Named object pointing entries
....................
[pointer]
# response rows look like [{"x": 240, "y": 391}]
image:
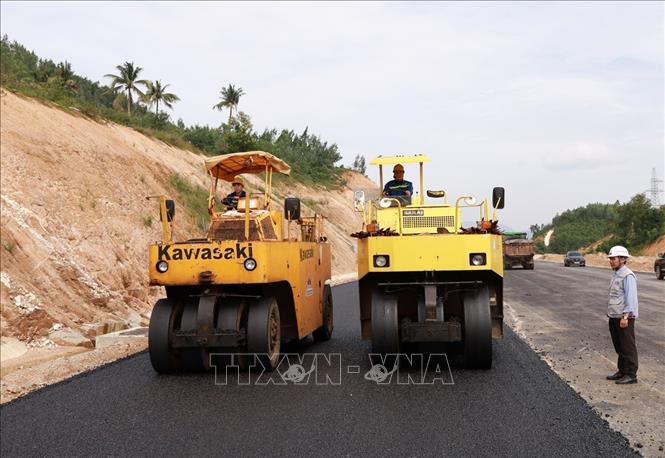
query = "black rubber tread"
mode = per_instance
[
  {"x": 325, "y": 331},
  {"x": 229, "y": 315},
  {"x": 258, "y": 331},
  {"x": 163, "y": 359},
  {"x": 192, "y": 358},
  {"x": 477, "y": 329},
  {"x": 385, "y": 323}
]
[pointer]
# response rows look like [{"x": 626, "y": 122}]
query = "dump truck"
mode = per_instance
[
  {"x": 659, "y": 266},
  {"x": 425, "y": 279},
  {"x": 518, "y": 250},
  {"x": 259, "y": 277}
]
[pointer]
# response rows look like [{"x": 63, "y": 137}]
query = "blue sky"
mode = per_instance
[{"x": 560, "y": 103}]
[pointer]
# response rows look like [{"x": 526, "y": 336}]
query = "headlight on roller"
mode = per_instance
[
  {"x": 477, "y": 259},
  {"x": 381, "y": 260}
]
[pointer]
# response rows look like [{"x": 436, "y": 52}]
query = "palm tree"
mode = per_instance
[
  {"x": 230, "y": 97},
  {"x": 127, "y": 81},
  {"x": 65, "y": 72},
  {"x": 156, "y": 93}
]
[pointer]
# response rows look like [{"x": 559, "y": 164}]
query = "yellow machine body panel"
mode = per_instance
[
  {"x": 304, "y": 265},
  {"x": 419, "y": 219},
  {"x": 430, "y": 252}
]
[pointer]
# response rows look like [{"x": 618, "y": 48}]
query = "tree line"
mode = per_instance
[
  {"x": 633, "y": 224},
  {"x": 128, "y": 99}
]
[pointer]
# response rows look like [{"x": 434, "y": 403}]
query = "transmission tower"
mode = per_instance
[{"x": 655, "y": 190}]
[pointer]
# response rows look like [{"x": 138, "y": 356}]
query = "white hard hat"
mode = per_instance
[{"x": 618, "y": 251}]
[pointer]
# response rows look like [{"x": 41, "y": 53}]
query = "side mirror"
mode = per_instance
[
  {"x": 498, "y": 198},
  {"x": 170, "y": 210},
  {"x": 292, "y": 208},
  {"x": 359, "y": 200}
]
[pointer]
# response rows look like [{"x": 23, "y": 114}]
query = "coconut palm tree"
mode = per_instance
[
  {"x": 127, "y": 81},
  {"x": 230, "y": 97},
  {"x": 156, "y": 93}
]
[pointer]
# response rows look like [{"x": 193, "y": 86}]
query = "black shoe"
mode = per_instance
[{"x": 626, "y": 379}]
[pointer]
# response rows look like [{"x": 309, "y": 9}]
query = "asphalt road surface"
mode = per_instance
[
  {"x": 518, "y": 408},
  {"x": 579, "y": 295}
]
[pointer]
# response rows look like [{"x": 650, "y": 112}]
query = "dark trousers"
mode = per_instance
[{"x": 624, "y": 344}]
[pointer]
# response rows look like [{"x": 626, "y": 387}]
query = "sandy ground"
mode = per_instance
[
  {"x": 39, "y": 367},
  {"x": 75, "y": 225}
]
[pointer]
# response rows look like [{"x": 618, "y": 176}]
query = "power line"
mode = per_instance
[{"x": 655, "y": 190}]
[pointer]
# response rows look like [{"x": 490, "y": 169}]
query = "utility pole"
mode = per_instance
[{"x": 655, "y": 190}]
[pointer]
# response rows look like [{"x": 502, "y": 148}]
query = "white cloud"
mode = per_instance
[{"x": 581, "y": 156}]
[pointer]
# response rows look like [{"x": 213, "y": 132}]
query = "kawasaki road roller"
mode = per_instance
[
  {"x": 424, "y": 280},
  {"x": 260, "y": 276}
]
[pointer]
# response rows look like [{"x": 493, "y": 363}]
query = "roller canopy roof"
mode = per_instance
[{"x": 227, "y": 166}]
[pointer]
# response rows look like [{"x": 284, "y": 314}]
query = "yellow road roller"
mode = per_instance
[
  {"x": 260, "y": 276},
  {"x": 423, "y": 278}
]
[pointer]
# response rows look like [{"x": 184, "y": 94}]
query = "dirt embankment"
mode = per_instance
[{"x": 75, "y": 223}]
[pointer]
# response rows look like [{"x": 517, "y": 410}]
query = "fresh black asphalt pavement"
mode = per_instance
[{"x": 518, "y": 408}]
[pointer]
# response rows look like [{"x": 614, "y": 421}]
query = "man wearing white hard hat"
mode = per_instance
[{"x": 622, "y": 312}]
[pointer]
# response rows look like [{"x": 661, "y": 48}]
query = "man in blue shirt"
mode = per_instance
[
  {"x": 398, "y": 187},
  {"x": 622, "y": 311},
  {"x": 231, "y": 201}
]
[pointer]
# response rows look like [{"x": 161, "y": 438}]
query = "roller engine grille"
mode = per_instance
[{"x": 414, "y": 222}]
....................
§ **INSTRUCTIONS TO FOLLOW**: Exclude every picture and copy the remaining data exactly.

§ **SOLVED EXERCISE**:
[pointer]
# response rows look like [{"x": 240, "y": 391}]
image:
query = "black rubber tread"
mode = per_instance
[
  {"x": 325, "y": 331},
  {"x": 229, "y": 315},
  {"x": 258, "y": 331},
  {"x": 163, "y": 359},
  {"x": 192, "y": 358},
  {"x": 477, "y": 329},
  {"x": 385, "y": 323}
]
[pointer]
# response rows look like [{"x": 626, "y": 122}]
query = "dump truck"
mode = per_instance
[
  {"x": 659, "y": 266},
  {"x": 425, "y": 279},
  {"x": 518, "y": 250},
  {"x": 259, "y": 277}
]
[pointer]
# response rows look like [{"x": 63, "y": 137}]
query = "blue sky"
mode = per_instance
[{"x": 560, "y": 103}]
[pointer]
# response rows look like [{"x": 526, "y": 336}]
query = "headlight on roller"
mode = per_instance
[
  {"x": 477, "y": 259},
  {"x": 381, "y": 260}
]
[pointer]
# response rows look like [{"x": 436, "y": 52}]
query = "palm tree"
mode = per_instance
[
  {"x": 230, "y": 97},
  {"x": 127, "y": 81},
  {"x": 65, "y": 72},
  {"x": 156, "y": 93}
]
[pointer]
# response rows look like [{"x": 559, "y": 164}]
query = "yellow machine body panel"
mode = per_instance
[
  {"x": 304, "y": 265},
  {"x": 419, "y": 219},
  {"x": 430, "y": 252}
]
[pointer]
# response rows look like [{"x": 618, "y": 48}]
query = "tree line"
mode = per_instance
[
  {"x": 633, "y": 224},
  {"x": 128, "y": 99}
]
[pointer]
# response rows look like [{"x": 434, "y": 403}]
query = "transmission tower"
mode = per_instance
[{"x": 655, "y": 190}]
[pointer]
# response rows look like [{"x": 138, "y": 356}]
query = "white hard hat"
mode = per_instance
[{"x": 618, "y": 251}]
[pointer]
# response rows look like [{"x": 41, "y": 53}]
query = "side mirror"
mode = per_instance
[
  {"x": 498, "y": 198},
  {"x": 170, "y": 210},
  {"x": 292, "y": 208},
  {"x": 359, "y": 200}
]
[pointer]
# response rows look like [{"x": 23, "y": 114}]
query = "coconut palm tree"
mode = per_instance
[
  {"x": 127, "y": 81},
  {"x": 230, "y": 97},
  {"x": 156, "y": 93}
]
[pointer]
# response rows look like [{"x": 193, "y": 86}]
query = "black shoe"
mode = per_instance
[{"x": 626, "y": 379}]
[pointer]
# response rows look like [{"x": 309, "y": 9}]
query = "asphalt road surface"
mode = per_instance
[
  {"x": 518, "y": 408},
  {"x": 579, "y": 295}
]
[pointer]
# response rows look like [{"x": 650, "y": 112}]
query = "dark trousers"
mode = per_instance
[{"x": 624, "y": 344}]
[pointer]
# response rows look like [{"x": 626, "y": 387}]
query = "sandy ground"
mode = per_instance
[
  {"x": 39, "y": 367},
  {"x": 75, "y": 225}
]
[pointer]
# response rows look like [{"x": 618, "y": 176}]
query = "power line"
mode = per_instance
[{"x": 655, "y": 190}]
[pointer]
# response rows look like [{"x": 490, "y": 169}]
query = "utility pole"
mode = per_instance
[{"x": 655, "y": 190}]
[pointer]
# response rows look like [{"x": 502, "y": 148}]
query = "white cloud"
mode = per_instance
[{"x": 581, "y": 156}]
[pointer]
# response rows look like [{"x": 213, "y": 132}]
query = "kawasaki road roller"
mode = per_instance
[
  {"x": 424, "y": 280},
  {"x": 260, "y": 276}
]
[pointer]
# response rows look like [{"x": 493, "y": 363}]
query = "roller canopy roof"
mode = per_instance
[{"x": 227, "y": 166}]
[pointer]
# response rows look like [{"x": 284, "y": 314}]
query = "yellow road roller"
mode = per_instance
[
  {"x": 260, "y": 276},
  {"x": 423, "y": 278}
]
[pointer]
# response rows look like [{"x": 184, "y": 94}]
query = "dirt embankment"
mode = per_instance
[{"x": 75, "y": 223}]
[pointer]
# response rows look like [{"x": 517, "y": 410}]
query = "fresh black asphalt pavement"
mode = per_instance
[{"x": 518, "y": 408}]
[pointer]
# response rows look like [{"x": 614, "y": 421}]
query = "man wearing white hard hat"
mode = per_instance
[{"x": 622, "y": 312}]
[pointer]
# response rows look like [{"x": 661, "y": 48}]
query = "man in blue shirt"
mode = per_instance
[
  {"x": 398, "y": 187},
  {"x": 622, "y": 311},
  {"x": 231, "y": 201}
]
[pointer]
# response rows look like [{"x": 161, "y": 438}]
query = "roller engine grille"
mode = per_instance
[{"x": 414, "y": 222}]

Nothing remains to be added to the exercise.